---------- Given passage
Dalit Hadass Warshaw
Sirens: A Concerto for Theremin and Orchestra
Carolina Eyck ; Boston Modern Orchestra Project / Gil Rose
BMOP/sound
1104
The theremin is a fascinating instrument. Invented in the 1920s, it senses the position of the player’s hands relative to sensors that control pitch and volume, thus allowing the player to create melodies by moving his or her hands in the air. You’ve heard the theremin played before, most likely on mid-century sci-fi or horror film soundtracks, but it has also been used for serious art music. One recent example is this concerto by composer Dalit Hadass Warshaw, featuring soloist Carolina Eyck. The theremin’s cultural baggage is a bit unfortunate, virtually ensuring that any listener’s encounter with the instrument will evoke mental images of clumsily constructed robots and 1950s-era special effects. But listen carefully: Warshaw’s concerto is both eerily lyrical and harmonically knotty, chromatic and challenging without being forbidding. The same is true of two makeweight pieces here, Camille’s Dance and the three-movement orchestral work Responses. Recommended to all contemporary music collections.

Various Composers
The Last Rose: Songs, Tunes, and Dances from a Mysterious Manuscript
Mathilde Vialle; Thibaut Rousel; Ronan Khalil; Zachary Wilder
Harmonia Mundi (dist. Integral)
HMM902505
This recording arises from viola da gamba player Mathilde Vialle and lutenist Thibaut Rousel’s encounters with two exquisite instruments from the collection of the Musée de la musique in Paris, which in turn led them to a manuscript in the Bibliothèque national de France in which they expected to find a collection of works by the English viol player and Catholic refugee Anthony Poole. Instead, the manuscript turned out to contain songs and chamber pieces by many unidentified composers alongside familiar songs like “Greensleeves” and Henry Purcell’s “Music for a While.” There are Scottish dance tunes, grounds with variations, and suites in a variety of styles by composers both identified (Tobias Hume, John Coprario, etc.) and anonymous — whether intentionally so, or anonymized by the missing pages from the introductory matter in the manuscript. In any case, much of this music has been unheard for centuries, and it’s beautifully played on instruments that have likewise languished unheard for many years. For all early music collections.

Jean Richafort
Missa O Genitrix; Missa Veni sponsa Christi
Cappella Mariana / Vojtěch Semerád
Musique en Wallonie (dist. Naxos)
--------------------
_Given request_: Reproduce part of the music reviews word for word, beginning at "Various Composers" and stopping after "Mundi (dist. Integral)".
---------- Information given
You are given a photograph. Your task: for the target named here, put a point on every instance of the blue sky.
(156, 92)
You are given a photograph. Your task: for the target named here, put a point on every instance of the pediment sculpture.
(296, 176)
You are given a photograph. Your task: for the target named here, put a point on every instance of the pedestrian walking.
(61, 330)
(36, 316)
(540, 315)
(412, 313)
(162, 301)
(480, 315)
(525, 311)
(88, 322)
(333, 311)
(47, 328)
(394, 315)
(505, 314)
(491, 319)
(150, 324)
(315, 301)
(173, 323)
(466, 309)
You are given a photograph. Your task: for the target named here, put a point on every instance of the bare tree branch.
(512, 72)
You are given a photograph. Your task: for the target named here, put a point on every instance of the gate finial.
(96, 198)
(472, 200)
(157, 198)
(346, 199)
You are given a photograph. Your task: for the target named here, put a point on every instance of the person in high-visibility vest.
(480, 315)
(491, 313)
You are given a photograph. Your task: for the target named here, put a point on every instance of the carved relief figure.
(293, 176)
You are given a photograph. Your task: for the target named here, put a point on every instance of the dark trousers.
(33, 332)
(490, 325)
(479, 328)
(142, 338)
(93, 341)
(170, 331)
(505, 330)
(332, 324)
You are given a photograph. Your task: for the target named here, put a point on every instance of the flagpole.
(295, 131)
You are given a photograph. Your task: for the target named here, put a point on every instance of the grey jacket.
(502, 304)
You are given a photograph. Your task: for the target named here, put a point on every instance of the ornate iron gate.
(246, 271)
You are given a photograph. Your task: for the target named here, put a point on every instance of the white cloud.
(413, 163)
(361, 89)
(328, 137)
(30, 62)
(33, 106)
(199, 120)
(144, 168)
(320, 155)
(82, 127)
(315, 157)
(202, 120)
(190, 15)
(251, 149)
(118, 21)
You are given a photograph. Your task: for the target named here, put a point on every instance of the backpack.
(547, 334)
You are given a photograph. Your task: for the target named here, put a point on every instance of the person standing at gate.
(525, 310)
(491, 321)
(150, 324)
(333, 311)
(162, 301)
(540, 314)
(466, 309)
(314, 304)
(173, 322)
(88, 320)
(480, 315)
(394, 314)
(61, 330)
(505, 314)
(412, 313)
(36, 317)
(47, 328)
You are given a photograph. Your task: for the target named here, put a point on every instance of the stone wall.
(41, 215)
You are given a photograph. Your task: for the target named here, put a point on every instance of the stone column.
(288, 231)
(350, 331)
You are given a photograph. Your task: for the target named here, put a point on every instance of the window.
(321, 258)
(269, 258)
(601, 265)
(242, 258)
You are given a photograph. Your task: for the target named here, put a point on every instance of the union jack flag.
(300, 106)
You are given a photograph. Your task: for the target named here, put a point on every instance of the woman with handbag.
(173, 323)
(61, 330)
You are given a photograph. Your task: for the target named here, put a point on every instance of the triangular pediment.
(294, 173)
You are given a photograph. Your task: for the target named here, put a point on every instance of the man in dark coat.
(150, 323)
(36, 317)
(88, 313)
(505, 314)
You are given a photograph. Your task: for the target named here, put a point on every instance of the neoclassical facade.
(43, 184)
--------------------
---------- Information given
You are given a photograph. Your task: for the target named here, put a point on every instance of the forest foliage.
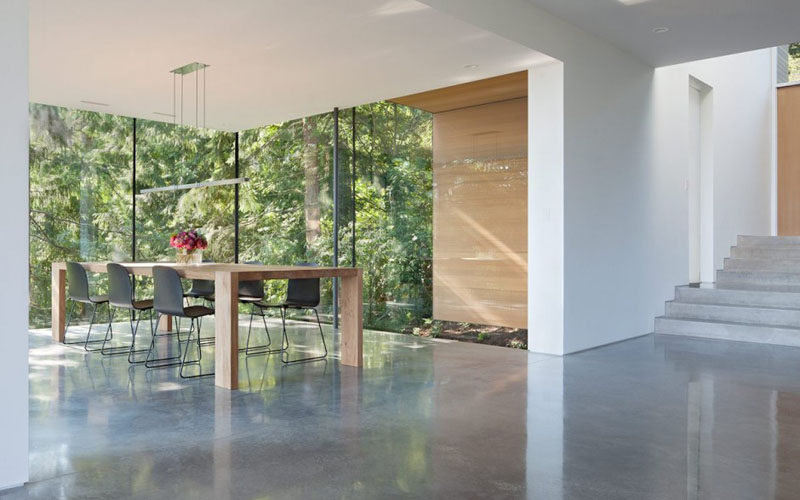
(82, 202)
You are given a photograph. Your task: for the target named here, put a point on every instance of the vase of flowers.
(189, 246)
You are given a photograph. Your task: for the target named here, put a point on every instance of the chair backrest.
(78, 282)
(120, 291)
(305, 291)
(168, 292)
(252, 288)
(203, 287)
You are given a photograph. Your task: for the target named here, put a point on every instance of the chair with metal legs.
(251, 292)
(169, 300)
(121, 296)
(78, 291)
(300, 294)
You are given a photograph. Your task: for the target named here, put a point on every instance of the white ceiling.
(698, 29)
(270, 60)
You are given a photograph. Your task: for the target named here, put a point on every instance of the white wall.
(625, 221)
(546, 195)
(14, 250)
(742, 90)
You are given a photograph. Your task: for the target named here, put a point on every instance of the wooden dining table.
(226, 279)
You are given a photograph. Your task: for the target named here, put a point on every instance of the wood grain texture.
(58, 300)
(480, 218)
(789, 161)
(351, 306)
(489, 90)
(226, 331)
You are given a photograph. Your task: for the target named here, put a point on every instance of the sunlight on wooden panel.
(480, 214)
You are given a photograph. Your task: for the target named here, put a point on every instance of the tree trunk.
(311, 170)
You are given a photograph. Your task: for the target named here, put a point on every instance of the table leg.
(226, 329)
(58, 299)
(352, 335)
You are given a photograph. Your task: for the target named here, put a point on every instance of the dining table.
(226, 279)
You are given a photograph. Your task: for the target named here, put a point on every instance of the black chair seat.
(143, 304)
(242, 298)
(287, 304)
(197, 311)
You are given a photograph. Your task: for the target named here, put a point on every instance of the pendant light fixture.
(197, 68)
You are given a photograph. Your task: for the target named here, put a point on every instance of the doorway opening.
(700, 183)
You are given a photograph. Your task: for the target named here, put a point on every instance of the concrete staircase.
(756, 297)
--------------------
---------- Information given
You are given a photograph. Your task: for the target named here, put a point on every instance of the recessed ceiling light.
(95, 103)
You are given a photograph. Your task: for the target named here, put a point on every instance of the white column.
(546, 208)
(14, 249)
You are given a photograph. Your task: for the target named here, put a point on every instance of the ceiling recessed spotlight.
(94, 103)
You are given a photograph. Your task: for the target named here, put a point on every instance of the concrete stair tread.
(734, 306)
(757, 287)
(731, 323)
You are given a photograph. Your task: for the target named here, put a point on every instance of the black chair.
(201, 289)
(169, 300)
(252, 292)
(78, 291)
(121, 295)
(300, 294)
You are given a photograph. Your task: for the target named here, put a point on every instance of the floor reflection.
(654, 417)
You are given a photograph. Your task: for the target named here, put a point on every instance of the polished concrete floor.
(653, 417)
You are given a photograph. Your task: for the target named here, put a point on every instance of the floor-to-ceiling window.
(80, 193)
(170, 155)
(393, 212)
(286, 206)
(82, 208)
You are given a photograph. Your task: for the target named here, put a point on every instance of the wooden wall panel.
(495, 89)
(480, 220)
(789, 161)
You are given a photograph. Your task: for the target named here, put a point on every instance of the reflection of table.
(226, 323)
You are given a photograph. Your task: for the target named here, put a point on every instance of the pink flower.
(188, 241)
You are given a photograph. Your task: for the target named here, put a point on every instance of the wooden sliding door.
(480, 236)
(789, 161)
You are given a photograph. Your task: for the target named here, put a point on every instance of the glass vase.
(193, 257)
--------------------
_Complete answer_:
Various Composers
The Last Rose: Songs, Tunes, and Dances from a Mysterious Manuscript
Mathilde Vialle; Thibaut Rousel; Ronan Khalil; Zachary Wilder
Harmonia Mundi (dist. Integral)